* _Work to complete_
A. In the passage about Rose Cemetery, what was the cemetery originally called?
B. Transcribe the part of the passage about Rose Cemetery that begins with the words containing "There are roughly" and ends with "community in Tarpon Springs.".

* _Selected text_

※ ※ ※

Rose Cemetery, originally called Rose Hill cemetery, is the largest intact segregated African American cemetery in Pinellas County and is still being used today. The earliest legible marked burial is from 1904.

“We believe there’s going to be burials that pre-date 1904. That the cemetery was really established right around 1890 where you have some of your early Afro-Caribbean sponge divers moving in,” said Shannon Peck-Bartle, Program Director of Rose Hill Cemetery Place-based Learning Project.

Social studies teacher Shannon Peck-Bartle, created the curriculum to teach students about the pioneering African Americans buried there, and to preserve the cemetery's rich history.

“Students were actually working on preservation. They were learning about the best practices in order to clean headstones. They were engaged in cemetery sight cleanings and clean up in order to help beautify the property and then once COVID hit they started to transition more into archival research,” said Peck-Bartle.

There are roughly 2,000 people buried here at Rose Cemetery, each telling the story of Black History in Tarpon Springs. Like Mahalia Jones born in 1856. She was the only midwife to serve the African American community in Tarpon Springs.

※ ※ ※

* _Given records_
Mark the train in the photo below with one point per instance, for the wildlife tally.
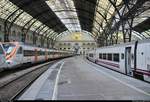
(15, 54)
(132, 59)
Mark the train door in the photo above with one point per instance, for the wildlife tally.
(128, 61)
(2, 57)
(36, 55)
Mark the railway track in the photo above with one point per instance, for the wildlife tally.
(10, 89)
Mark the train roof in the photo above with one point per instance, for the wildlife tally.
(128, 43)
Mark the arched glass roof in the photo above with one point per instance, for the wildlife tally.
(99, 17)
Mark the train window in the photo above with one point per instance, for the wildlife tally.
(116, 57)
(20, 50)
(29, 53)
(122, 56)
(1, 50)
(90, 55)
(100, 56)
(109, 56)
(104, 55)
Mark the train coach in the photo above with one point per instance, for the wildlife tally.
(14, 54)
(132, 58)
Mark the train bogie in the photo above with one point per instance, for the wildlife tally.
(15, 54)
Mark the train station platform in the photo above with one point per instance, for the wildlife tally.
(79, 79)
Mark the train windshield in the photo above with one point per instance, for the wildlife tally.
(1, 50)
(8, 47)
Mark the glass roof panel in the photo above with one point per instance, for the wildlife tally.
(66, 9)
(7, 8)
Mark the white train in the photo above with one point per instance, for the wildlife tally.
(132, 58)
(13, 54)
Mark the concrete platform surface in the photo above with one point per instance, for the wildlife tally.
(83, 80)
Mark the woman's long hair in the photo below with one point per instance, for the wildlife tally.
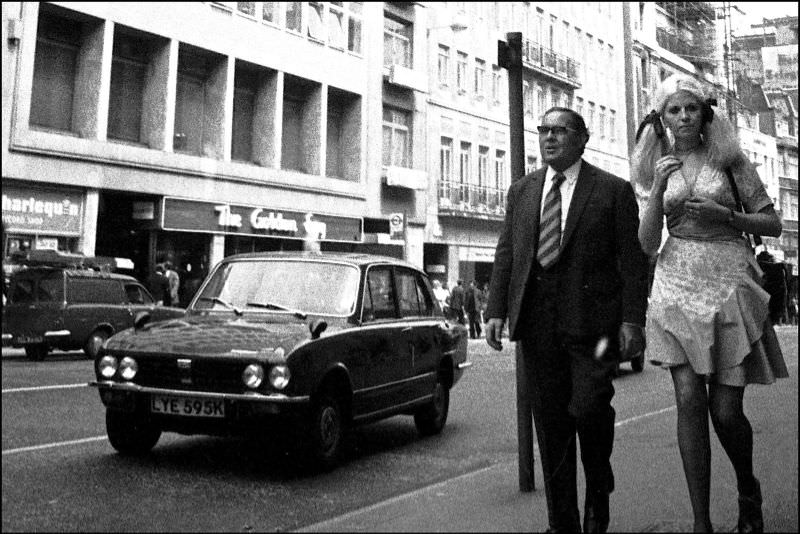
(718, 136)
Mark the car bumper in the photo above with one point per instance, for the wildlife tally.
(240, 408)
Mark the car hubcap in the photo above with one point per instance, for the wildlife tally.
(329, 428)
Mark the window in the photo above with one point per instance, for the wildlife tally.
(397, 43)
(58, 43)
(408, 294)
(483, 170)
(396, 137)
(527, 99)
(337, 26)
(354, 27)
(464, 171)
(269, 12)
(461, 73)
(244, 94)
(612, 125)
(530, 164)
(128, 72)
(602, 122)
(294, 16)
(496, 80)
(500, 170)
(379, 298)
(444, 65)
(480, 74)
(316, 24)
(248, 8)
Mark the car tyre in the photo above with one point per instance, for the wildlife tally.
(637, 364)
(36, 353)
(129, 434)
(430, 419)
(92, 346)
(327, 431)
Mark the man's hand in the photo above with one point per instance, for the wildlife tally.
(631, 340)
(494, 333)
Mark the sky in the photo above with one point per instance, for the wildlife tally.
(755, 11)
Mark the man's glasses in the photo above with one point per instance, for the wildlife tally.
(558, 131)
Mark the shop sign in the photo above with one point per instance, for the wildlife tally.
(42, 211)
(189, 215)
(477, 254)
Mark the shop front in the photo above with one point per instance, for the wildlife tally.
(37, 218)
(194, 235)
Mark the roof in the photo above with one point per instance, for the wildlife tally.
(356, 258)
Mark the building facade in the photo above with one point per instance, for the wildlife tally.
(246, 127)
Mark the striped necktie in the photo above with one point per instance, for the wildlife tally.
(550, 225)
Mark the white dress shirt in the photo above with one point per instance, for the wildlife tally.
(567, 188)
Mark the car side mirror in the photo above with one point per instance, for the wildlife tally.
(317, 327)
(141, 319)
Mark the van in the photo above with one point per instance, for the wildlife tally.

※ ※ ※

* _List of solutions_
A. Rose Hill cemetery

B.
There are roughly 2,000 people buried here at Rose Cemetery, each telling the story of Black History in Tarpon Springs. Like Mahalia Jones born in 1856. She was the only midwife to serve the African American community in Tarpon Springs.